2017-8-31
富士フイルムホールディングス(株)は,2019年度を最終年度とする2017~2019年度の中期経営計画「VISION2019」を策定した。「VISION2019」では,これまでの事業構造転換で確立した強靭な経営基盤から生み出す利益を効率的に活用して充実させた事業ポートフォリオを,各事業のさらなる深化でより強固なものとし,持続的な成長を実現していく。
現在,富士フイルムグループは,コーポレートスローガン「Value from Innovation」の下,世の中にあるさまざまな社会課題を解決することが同社の事業成長の機会であると捉え,社会課題解決のための新たな価値創出に積極的に取り組んでいる。さらに,新たに策定したCSR計画「FUJIFILM Sustainable Value Plan 2030」を推進し,革新的技術・製品・サービスで社会課題の解決に持続的に取り組むことで,よりよい社会の実現に向けて変革をリードする企業を目指す。
今回策定した「VISION2019」では,イメージング・インフォメーション・ドキュメントソリューションに属する各事業を,「収益力の向上」「さらなる成長の加速」「未来を創る投資」の3つのステージに位置付けた。現在の各事業のステージを明確化し,(1) 各事業の収益力の向上による,キャッシュの安定的創出,(2) 主要事業の成長加速による,売上・利益の拡大,(3) 未来の柱となる収益貢献事業の育成,を推進。各事業を深化させ,より強固な事業ポートフォリオを実現することで,戦略的飛躍へと繋げていく。また,既存事業で築いた海外販売基盤の強化を進めつつ,ヘルスケア製品や新規高機能製品などの海外展開を加速させて,さらなる成長を図る。
これらの取り組みにより,計画の最終年度である2019年度に,売上高を2兆6,000億円とし,営業利益2,300億円,同社株主帰属当期純利益1,500億円と,いずれの利益も過去最高を達成する計画。さらに,株主還元を強化し,2017~2019年度の3年間で,配当と自社株買いを通じて3,000億円を株主に還元する。これにより,株主資本利益率(ROE)を2019年度に7.3%まで引き上げる。また,戦略的なM&Aを行う投資枠として3年間で5,000億円を設定し,さらなる売上・利益の成長を目指す。
●中期経営計画「VISION2019」の概要
1. 目指す姿
これまでに確立した,中長期的に安定成長できる事業ポートフォリオを,各事業のさらなる深化でより強固なものとし,さまざまな社会課題を解決することで持続的成長を図り,よりよい社会の実現に向けて変革をリードする企業を目指す。
2. 業績目標
2019年度 売上高 2兆6,000億円
営業利益2,300億円,同社株主帰属当期純利益1,500億円(いずれの利益も過去最高)
株主資本利益率(ROE)7.3%(2020年度にROE8%を目標)

* **提供データ**
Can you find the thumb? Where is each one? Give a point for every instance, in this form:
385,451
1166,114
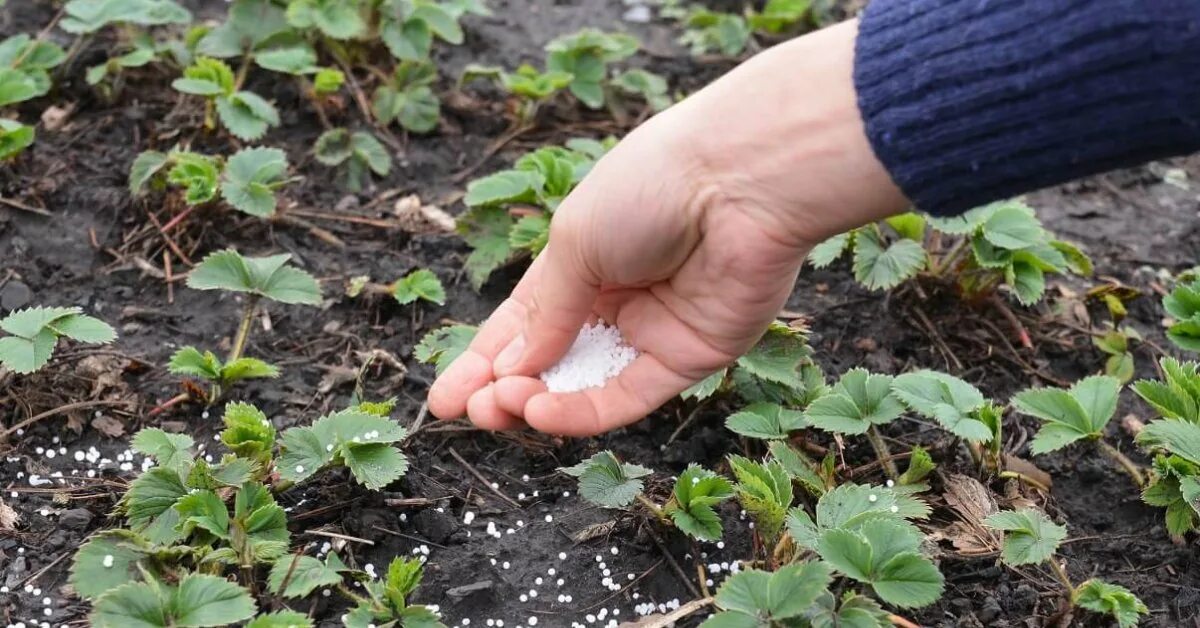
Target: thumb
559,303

---

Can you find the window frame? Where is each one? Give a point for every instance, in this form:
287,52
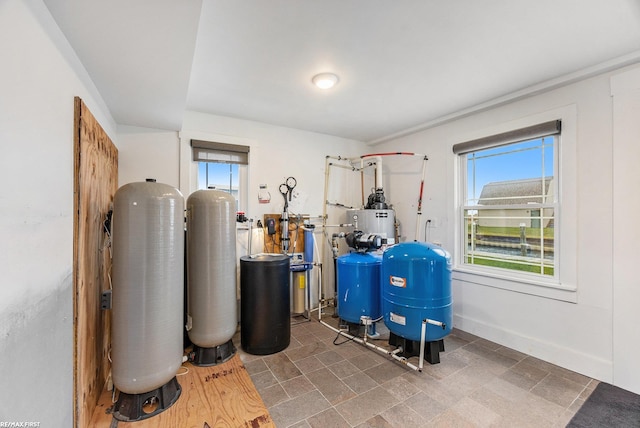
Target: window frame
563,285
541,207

* **課題の指示**
抜粋のうち、「これらの取り組みにより,計画」を含む語句から始めて「円(いずれの利益も過去最高)」で終わる部分を、一字も変えずに書き写せ。 答えには抜粋の内容だけを用いる。

* **想定解答**
これらの取り組みにより,計画の最終年度である2019年度に,売上高を2兆6,000億円とし,営業利益2,300億円,同社株主帰属当期純利益1,500億円と,いずれの利益も過去最高を達成する計画。さらに,株主還元を強化し,2017~2019年度の3年間で,配当と自社株買いを通じて3,000億円を株主に還元する。これにより,株主資本利益率(ROE)を2019年度に7.3%まで引き上げる。また,戦略的なM&Aを行う投資枠として3年間で5,000億円を設定し,さらなる売上・利益の成長を目指す。
●中期経営計画「VISION2019」の概要
1. 目指す姿
これまでに確立した,中長期的に安定成長できる事業ポートフォリオを,各事業のさらなる深化でより強固なものとし,さまざまな社会課題を解決することで持続的成長を図り,よりよい社会の実現に向けて変革をリードする企業を目指す。
2. 業績目標
2019年度 売上高 2兆6,000億円
営業利益2,300億円,同社株主帰属当期純利益1,500億円(いずれの利益も過去最高)